*Directions for this task*.
Copy out the lines below that hold the word "flowering".

*Source data*.
= Beginning of Section =

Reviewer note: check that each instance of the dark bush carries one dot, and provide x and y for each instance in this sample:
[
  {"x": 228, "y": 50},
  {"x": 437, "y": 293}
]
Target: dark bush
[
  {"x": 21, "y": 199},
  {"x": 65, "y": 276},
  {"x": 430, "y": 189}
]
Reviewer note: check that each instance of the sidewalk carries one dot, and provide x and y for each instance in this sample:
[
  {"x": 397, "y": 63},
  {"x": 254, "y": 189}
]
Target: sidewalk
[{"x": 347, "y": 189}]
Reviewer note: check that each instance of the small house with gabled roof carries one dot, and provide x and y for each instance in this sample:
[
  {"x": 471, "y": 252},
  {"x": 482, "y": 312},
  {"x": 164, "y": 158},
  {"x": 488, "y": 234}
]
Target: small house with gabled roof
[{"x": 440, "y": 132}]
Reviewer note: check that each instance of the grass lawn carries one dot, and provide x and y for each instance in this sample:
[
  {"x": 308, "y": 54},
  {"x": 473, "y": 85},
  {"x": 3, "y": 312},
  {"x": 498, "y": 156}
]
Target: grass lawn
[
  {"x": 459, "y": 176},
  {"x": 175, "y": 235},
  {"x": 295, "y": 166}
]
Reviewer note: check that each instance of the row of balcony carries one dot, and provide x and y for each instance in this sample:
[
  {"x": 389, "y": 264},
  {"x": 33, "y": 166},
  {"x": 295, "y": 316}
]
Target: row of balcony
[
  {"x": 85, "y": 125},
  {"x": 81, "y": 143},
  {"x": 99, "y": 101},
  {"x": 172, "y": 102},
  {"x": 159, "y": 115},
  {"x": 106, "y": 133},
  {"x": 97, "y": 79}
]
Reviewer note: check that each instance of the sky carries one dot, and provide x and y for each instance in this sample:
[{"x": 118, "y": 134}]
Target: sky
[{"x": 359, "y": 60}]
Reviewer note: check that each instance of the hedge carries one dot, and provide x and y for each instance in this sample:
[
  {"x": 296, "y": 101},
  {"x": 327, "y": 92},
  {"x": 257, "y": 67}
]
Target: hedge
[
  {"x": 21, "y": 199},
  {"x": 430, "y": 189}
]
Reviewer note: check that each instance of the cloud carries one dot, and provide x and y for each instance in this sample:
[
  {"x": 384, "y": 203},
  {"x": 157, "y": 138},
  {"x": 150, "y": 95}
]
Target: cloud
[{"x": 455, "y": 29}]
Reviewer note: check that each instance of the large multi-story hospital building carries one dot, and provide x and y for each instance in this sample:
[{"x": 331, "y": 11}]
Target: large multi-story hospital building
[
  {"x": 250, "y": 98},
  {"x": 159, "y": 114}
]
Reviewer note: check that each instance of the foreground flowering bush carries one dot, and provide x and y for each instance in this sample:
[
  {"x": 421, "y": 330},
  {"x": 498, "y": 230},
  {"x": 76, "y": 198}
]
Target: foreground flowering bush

= End of Section =

*Reply to the exercise*.
Reviewer note: check that each instance of the foreground flowering bush carries one dot, and provide x and y for each instance in this sample:
Target: foreground flowering bush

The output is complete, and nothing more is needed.